_Selected excerpt_
· · · · · · ·
• intrapersona
    558
    To be honest, I feel carnivory is an absolutely unnecessary abomination found predominantly the animal kingdom.

    Keep in mind the animal kingdom is the only kingdom to spring forth conscious creatures that are able to feel pain. Carnivorous plants and fungi couldn't be included as violating this proposed ethical code as consciousness is a requirement for feeling pain and feeling pain is a requirement for unethical or immoral treatment among many other things such as intentional shaming, violation of another's will, etc.

    We all know moral principles are merely subjective notations of what is considered "good" or "bad". We also know that nature is not an "entity" to which we can lay blame but a series of manifestations of physical matter that supposedly arose by an unintelligent "fluke" of which, like intelligent design, can not be proven yet still is the current accepted model.

    Now I know some of you will agree that you can blame physical process for unethical behaviour as you need an agent of will to cause injustice and lay blame to but I think it is fair enough to say that physical process can be immoral in the outcomes or effects of their processes on to conscious creatures even if those physical processes do not have a will of their own. For instance, if an oil rig explodes and the oil harms or kills conscious marine lifeforms in the area then you could say that what occurred is violating to the marine lifeforms even if the accident occurred by natural causes and not human error. However blaming your chainsaw for "accidentally" chopping off your arm is completely foolish and another matter entirely.

    So given these truths, can we say that nature (the physical processes of matter not as an entity but as a process or thing in itself) is immoral (given our accepted moral structure that we choose to set laws upon, I.E. do unto others as you would do unto yourself). Rationally, the answer to this question is yes. Yet most of you are still filthy meat eaters aren't you? Despicable moral agents! You think your tacit assumptions are justified? Ha! Shame on you!

    DJokSG5A.jpg
  • TheMadFool
    3.4k
    There are two ways to see this:

    1. Morality is an exclusively human construct. I don't know what percent of all life humans represent but I surmise it's less than 1%. The rest (99%) haven't even thought of morality. If so are we justified in throwing the cloak of human morality over all of life?

    2. As thinking animals we're gifted with self-awareness and rationality - very important and powerful tools with universal application. If these tools say that there's something wrong with carnivory (is this a real word?) we should do well to heed it.
  • intrapersona
    558
    There are two ways to see this:

    1. Morality is an exclusively human construct. I don't know what percent of all life humans represent but I surmise it's less than 1%. The rest (99%) haven't even thought of morality. If so are we justified in throwing the cloak of human morality over all of life?

    2. As thinking animals we're gifted with self-awareness and rationality - very important and powerful tools with universal application. If these tools say that there's something wrong with carnivory (is this a real word?) we should do well to heed it.
    TheMadFool

    1. No animal likes to feel pain, therefore they inherently agree with our morality by their actions to avoid pain. Our morality is simply pain = bad therefore don't inflict pain on others. Unfortunately animals don't have the capacity of consciousness to understand not to hurt others and all they want to do is eat other animals when they are hungry. Yet, the animals all agree implicitly (without needing to be stated) that they do not want to feel pain because we can observe it in their behaviour. I would say that that is adequate enough to account for 100% of life (excluding a few weirdos who like to be tied up and whipped for sexual pleasure) because all living things seek survival and our morality holds survival as well as healthy living in utmost recognition.
· · · · · · ·
_Recorded information_
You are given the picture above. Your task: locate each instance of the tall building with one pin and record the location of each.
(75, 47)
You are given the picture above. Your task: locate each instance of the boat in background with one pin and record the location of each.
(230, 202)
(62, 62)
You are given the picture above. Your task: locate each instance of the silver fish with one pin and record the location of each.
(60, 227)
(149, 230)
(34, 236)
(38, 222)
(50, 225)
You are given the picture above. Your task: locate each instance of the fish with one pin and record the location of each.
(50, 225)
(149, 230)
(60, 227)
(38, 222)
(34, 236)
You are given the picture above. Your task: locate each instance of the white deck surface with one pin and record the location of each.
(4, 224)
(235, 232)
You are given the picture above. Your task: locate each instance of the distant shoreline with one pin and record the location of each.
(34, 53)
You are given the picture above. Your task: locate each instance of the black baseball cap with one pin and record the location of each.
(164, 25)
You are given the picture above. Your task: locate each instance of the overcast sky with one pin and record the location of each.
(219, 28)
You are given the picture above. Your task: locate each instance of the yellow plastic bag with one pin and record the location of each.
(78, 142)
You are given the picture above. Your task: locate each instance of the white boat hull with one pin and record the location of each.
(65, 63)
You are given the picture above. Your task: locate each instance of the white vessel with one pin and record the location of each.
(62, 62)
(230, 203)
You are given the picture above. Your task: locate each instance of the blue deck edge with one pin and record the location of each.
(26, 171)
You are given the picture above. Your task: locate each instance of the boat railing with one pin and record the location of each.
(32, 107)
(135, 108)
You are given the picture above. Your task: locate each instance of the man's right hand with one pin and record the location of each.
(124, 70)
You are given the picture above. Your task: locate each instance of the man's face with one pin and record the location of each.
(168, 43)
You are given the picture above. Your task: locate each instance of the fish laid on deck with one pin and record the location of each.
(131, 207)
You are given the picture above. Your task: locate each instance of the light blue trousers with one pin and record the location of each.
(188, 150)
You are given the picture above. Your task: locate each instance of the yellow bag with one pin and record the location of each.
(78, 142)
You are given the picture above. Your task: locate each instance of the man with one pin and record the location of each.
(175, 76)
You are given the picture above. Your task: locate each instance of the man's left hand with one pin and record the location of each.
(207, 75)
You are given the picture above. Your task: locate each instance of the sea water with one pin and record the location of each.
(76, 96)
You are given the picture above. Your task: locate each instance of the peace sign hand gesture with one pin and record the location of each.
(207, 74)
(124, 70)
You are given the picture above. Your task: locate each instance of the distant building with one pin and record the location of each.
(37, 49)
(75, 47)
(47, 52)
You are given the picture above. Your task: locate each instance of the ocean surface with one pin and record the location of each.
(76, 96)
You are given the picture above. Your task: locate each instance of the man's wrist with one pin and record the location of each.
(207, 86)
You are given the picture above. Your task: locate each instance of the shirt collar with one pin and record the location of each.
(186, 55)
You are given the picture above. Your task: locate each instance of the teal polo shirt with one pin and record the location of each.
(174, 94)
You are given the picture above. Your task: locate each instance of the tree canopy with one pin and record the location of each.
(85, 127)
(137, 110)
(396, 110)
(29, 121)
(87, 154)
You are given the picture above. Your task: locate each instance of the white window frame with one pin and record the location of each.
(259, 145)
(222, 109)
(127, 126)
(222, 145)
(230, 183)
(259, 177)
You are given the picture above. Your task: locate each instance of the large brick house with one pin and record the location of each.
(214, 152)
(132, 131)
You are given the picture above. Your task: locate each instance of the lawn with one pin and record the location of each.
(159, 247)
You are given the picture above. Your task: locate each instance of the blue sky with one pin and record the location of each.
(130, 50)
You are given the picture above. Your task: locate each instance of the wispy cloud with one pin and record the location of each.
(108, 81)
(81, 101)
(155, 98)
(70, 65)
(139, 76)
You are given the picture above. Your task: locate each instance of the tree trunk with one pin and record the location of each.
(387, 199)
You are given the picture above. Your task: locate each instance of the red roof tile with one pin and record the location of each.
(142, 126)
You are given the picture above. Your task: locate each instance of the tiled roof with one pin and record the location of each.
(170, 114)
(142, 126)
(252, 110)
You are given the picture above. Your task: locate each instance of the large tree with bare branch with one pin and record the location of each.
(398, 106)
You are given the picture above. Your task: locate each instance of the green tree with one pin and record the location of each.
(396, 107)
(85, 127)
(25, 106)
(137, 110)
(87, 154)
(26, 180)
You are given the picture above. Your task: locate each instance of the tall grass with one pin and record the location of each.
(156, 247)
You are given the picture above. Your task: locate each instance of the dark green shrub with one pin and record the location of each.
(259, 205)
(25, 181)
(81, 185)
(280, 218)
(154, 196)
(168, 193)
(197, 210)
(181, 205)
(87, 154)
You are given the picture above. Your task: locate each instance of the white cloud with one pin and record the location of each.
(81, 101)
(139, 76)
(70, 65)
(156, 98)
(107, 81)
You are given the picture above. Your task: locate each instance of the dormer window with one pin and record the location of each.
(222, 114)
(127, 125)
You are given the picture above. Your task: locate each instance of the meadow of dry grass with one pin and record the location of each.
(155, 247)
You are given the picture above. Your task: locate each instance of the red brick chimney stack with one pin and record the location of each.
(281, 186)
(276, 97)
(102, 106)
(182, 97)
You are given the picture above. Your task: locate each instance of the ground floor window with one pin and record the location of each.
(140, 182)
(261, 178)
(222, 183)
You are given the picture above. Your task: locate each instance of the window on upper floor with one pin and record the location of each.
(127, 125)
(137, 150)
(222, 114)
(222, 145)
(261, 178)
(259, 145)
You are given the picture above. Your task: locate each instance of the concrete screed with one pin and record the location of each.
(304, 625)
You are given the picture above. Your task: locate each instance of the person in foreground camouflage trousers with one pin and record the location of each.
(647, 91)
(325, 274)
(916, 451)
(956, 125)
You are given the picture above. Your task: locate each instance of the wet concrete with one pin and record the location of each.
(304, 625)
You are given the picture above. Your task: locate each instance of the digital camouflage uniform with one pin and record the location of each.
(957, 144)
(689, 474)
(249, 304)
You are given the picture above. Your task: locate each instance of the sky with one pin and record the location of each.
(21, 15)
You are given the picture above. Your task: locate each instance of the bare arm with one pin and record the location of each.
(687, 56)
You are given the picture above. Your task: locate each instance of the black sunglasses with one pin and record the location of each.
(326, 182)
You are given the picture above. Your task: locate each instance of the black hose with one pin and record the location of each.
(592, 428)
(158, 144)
· · · · · · ·
_Your goal_
Please continue the forum discussion on whether carnivory is immoral, starting right after its last paragraph.

_Exercise answer_
    2. That is a bit harder to pin down because we have no indicators of how accurate self-awareness and rationality depict and remodel the "real" world if there even is one. Either way, it is irrelevant if we just want to make claims about the nature of life for ourselves without needing to be justified by an objective order of some kind (aka truth). So we can only say at the moment that it is subjectively true from a human perspective that "nature is immoral".
  • Bitter Crank
    8.1k
    "Nature" is neither immoral nor moral, neither bad nor good. "Nature" is perceived by us to exist as a process (which we might personify as "mother nature") but doesn't have an existence such as "knowing itself".

    It is absurd to speak of nature being a moral subject.
  • TheMadFool
    3.4k
    No animal likes to feel pain, therefore they inherently agree with our morality by their actions to avoid pain. Our morality is simply pain = bad therefore don't inflict pain on othersintrapersona

    That's the bottomline. Indeed animals avoid pain. A very basic instinct - perhaps forming the foundations of morality as we know it.

    So we can only say at the moment that it is subjectively true from a human perspective that "nature is immoral".intrapersona

    How about nature is ''amoral'' instead of ''immoral''?
  • darthbarracuda
    2.9k
    Probably I'll give a more thorough response later, but you might be interested in a book on this very subject: Is Nature Ever Evil?: Religion, Science, Value. It's all about not just whether or not "nature" can ever be seen as "evil", but also how humans relate to the world, including the myth of scientific objectivity. I got it for dirt cheap. There's some really interesting and thought-provoking essays in it.
  • Hamtatro
    25
    To be honest, I feel life is an absolutely unnecessary abomination
  • TheMadFool
    3.4k
    To be honest, I feel life is an absolutely unnecessary abominationHamtatro

    The irony is that one has to first live before you can say ''life is an absolutely unnecessary abomination''
  • Hamtatro
    25


    I would say that it is sad haha
  • Maw
    1.5k
    Pathetic fallacy; nature is amoral
  • Numi Who
    19


    YOUR PREMISE LACKS AND ADEQUATE CLASSIFICATION SYSTEM
    By 'adequate', I mean based on the vast amount of existing verified knowledge that we now have. Here is an adequate classification system, based on levels of intelligence:

    Higher Consciousness: Currently, on earth, this is embodied in only humans, who have the capacity for extended reasoning, which is required for 'moral' judgements. This is the only level of consciousness capable of proactive action based on extended reason. The line is blurred between species, since there is a variety of extended reasoning capacities.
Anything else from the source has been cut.